• _GOAL_: Select every line of the items below that contains the word "ceiling" and copy each one.

• _SUPPLIED MATERIAL_:

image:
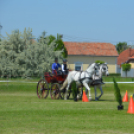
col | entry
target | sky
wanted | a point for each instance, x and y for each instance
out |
(110, 21)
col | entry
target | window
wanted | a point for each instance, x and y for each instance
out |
(78, 66)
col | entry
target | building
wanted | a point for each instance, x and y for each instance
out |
(81, 54)
(127, 56)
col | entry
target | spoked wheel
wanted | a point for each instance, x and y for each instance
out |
(42, 89)
(79, 92)
(55, 91)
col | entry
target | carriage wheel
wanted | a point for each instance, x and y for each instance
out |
(79, 92)
(42, 89)
(62, 93)
(55, 91)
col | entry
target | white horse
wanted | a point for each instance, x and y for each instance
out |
(81, 77)
(97, 80)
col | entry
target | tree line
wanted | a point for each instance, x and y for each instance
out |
(22, 55)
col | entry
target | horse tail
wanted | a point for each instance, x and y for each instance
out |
(64, 84)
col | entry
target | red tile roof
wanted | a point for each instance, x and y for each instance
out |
(125, 55)
(96, 49)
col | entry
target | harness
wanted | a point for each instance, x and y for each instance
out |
(81, 79)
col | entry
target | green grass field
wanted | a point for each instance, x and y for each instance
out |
(21, 112)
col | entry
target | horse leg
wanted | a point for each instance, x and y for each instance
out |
(95, 93)
(100, 87)
(87, 87)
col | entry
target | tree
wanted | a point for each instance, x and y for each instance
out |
(59, 43)
(121, 46)
(126, 67)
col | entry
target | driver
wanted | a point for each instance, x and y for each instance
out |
(55, 66)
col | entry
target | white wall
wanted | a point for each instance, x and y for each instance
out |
(129, 73)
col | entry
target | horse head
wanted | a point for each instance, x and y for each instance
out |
(104, 69)
(93, 69)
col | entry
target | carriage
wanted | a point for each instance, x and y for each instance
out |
(51, 84)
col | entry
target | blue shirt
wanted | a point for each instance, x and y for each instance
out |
(55, 66)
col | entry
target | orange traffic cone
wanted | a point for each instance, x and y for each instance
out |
(84, 98)
(125, 98)
(131, 106)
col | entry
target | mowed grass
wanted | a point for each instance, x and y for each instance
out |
(21, 112)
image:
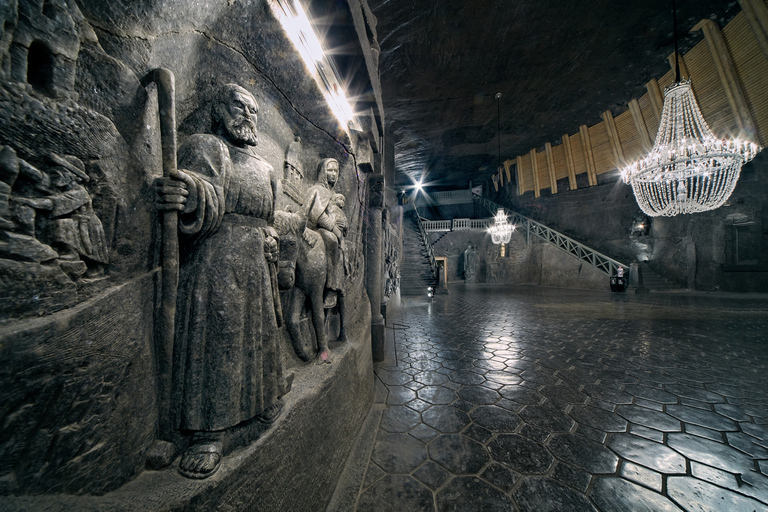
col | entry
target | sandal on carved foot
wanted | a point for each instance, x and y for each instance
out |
(201, 460)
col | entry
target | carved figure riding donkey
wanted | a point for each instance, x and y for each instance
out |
(312, 264)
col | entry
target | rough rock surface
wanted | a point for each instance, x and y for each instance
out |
(558, 65)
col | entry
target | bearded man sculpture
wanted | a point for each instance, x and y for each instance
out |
(227, 366)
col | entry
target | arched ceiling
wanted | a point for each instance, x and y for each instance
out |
(557, 63)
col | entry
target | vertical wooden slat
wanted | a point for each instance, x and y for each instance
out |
(551, 168)
(569, 161)
(642, 131)
(725, 69)
(681, 62)
(586, 144)
(756, 13)
(535, 169)
(613, 136)
(656, 100)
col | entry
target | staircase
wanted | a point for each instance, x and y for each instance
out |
(415, 271)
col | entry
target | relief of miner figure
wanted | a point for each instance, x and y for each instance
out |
(327, 218)
(226, 360)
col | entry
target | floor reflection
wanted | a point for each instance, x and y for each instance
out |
(543, 399)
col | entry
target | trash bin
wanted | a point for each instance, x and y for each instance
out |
(618, 284)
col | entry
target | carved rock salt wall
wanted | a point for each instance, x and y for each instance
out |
(80, 238)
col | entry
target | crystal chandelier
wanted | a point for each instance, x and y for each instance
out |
(501, 230)
(688, 170)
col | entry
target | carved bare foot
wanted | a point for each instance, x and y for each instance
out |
(201, 460)
(271, 413)
(324, 357)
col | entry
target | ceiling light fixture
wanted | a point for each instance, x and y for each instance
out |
(296, 24)
(688, 170)
(501, 230)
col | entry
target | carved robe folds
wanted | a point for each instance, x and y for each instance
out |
(227, 364)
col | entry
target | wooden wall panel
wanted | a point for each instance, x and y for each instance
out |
(527, 172)
(630, 139)
(578, 154)
(601, 149)
(541, 160)
(708, 90)
(749, 74)
(751, 69)
(561, 166)
(651, 123)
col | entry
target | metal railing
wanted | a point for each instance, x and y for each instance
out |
(449, 197)
(598, 260)
(427, 244)
(439, 226)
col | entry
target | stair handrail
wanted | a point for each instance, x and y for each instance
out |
(428, 245)
(598, 260)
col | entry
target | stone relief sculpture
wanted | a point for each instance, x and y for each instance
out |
(315, 238)
(640, 237)
(470, 263)
(391, 257)
(48, 215)
(328, 220)
(227, 365)
(293, 180)
(65, 214)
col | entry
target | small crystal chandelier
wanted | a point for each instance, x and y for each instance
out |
(688, 170)
(501, 230)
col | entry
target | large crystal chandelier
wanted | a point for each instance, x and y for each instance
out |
(688, 170)
(501, 230)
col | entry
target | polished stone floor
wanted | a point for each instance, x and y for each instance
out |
(541, 399)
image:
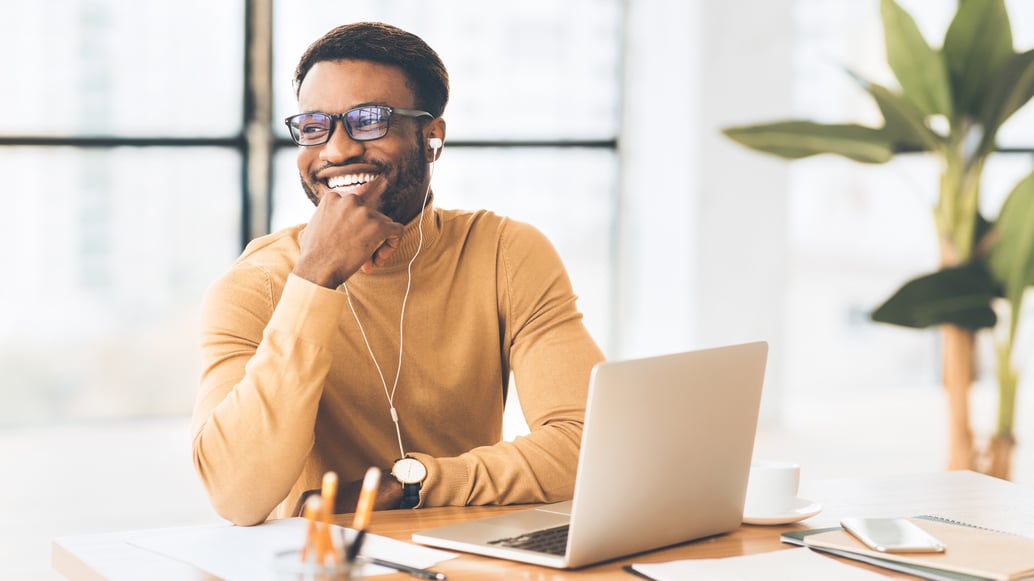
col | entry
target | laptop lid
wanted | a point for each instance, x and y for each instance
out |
(665, 456)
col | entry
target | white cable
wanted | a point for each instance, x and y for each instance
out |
(401, 319)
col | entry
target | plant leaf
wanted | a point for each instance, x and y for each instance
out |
(903, 121)
(794, 140)
(919, 69)
(1011, 260)
(977, 44)
(958, 296)
(1011, 89)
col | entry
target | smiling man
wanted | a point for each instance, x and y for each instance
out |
(385, 331)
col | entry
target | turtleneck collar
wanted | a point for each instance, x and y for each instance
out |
(411, 238)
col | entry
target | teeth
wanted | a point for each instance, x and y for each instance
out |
(350, 180)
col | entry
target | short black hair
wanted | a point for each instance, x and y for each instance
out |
(387, 44)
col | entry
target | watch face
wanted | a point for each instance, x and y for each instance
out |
(408, 470)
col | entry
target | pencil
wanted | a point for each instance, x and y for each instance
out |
(326, 544)
(311, 512)
(364, 508)
(414, 571)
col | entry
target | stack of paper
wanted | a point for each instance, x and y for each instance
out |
(246, 552)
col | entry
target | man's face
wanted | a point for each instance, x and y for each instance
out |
(389, 174)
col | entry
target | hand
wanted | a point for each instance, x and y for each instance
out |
(342, 237)
(388, 498)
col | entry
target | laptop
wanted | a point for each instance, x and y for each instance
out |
(665, 456)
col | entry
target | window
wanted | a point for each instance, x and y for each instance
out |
(125, 164)
(121, 176)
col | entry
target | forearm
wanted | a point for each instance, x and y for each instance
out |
(254, 417)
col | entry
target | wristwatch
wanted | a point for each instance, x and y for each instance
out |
(411, 472)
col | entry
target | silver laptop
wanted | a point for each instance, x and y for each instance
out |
(665, 456)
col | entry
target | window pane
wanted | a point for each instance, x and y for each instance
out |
(570, 193)
(537, 69)
(111, 251)
(105, 67)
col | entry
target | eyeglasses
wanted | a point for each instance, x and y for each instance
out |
(362, 124)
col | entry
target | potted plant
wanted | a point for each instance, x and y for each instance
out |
(950, 104)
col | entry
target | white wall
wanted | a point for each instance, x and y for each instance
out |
(703, 228)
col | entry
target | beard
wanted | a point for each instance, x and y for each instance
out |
(402, 201)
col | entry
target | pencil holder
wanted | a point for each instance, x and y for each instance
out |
(290, 567)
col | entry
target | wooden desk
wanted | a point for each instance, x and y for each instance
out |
(961, 495)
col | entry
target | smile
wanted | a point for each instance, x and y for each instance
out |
(350, 181)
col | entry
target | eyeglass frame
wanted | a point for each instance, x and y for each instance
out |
(335, 117)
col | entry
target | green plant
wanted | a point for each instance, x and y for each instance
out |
(972, 85)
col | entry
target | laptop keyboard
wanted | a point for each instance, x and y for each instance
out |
(551, 541)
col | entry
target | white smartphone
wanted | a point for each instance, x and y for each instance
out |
(892, 536)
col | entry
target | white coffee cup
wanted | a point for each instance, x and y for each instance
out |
(771, 488)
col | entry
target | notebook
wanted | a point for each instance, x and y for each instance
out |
(972, 551)
(665, 457)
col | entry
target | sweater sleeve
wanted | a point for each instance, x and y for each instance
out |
(551, 356)
(264, 368)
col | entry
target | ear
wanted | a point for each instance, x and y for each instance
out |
(434, 130)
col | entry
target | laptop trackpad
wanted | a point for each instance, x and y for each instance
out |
(504, 526)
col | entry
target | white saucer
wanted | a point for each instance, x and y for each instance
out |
(802, 509)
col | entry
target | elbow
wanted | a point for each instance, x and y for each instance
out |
(238, 514)
(232, 500)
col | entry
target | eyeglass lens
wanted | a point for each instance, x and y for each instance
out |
(362, 124)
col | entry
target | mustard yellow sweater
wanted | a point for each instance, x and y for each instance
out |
(289, 389)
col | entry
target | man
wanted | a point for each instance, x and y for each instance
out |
(385, 331)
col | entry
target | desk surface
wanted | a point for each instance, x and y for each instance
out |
(960, 495)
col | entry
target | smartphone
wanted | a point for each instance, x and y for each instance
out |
(892, 536)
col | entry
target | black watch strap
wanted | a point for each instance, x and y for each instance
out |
(411, 495)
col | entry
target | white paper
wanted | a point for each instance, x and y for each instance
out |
(246, 552)
(786, 564)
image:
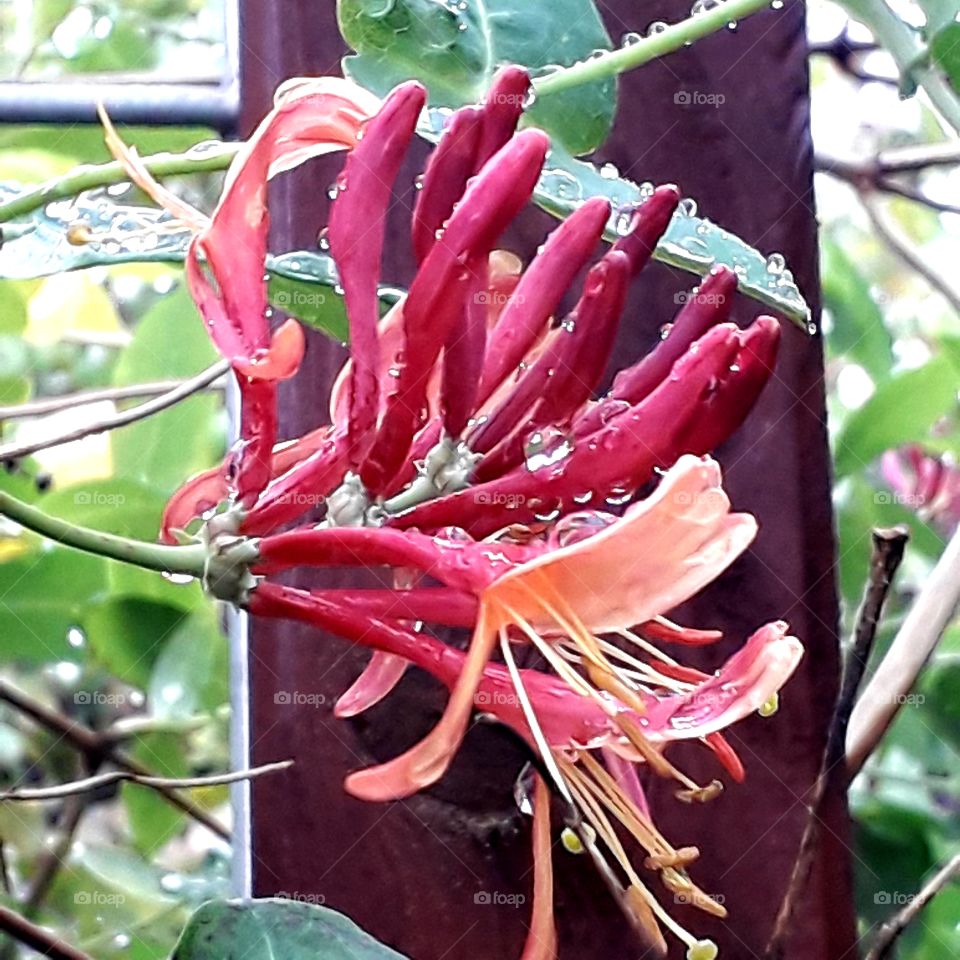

• _EXERCISE SOLUTION_:
target | arched ceiling
target | ceiling light fixture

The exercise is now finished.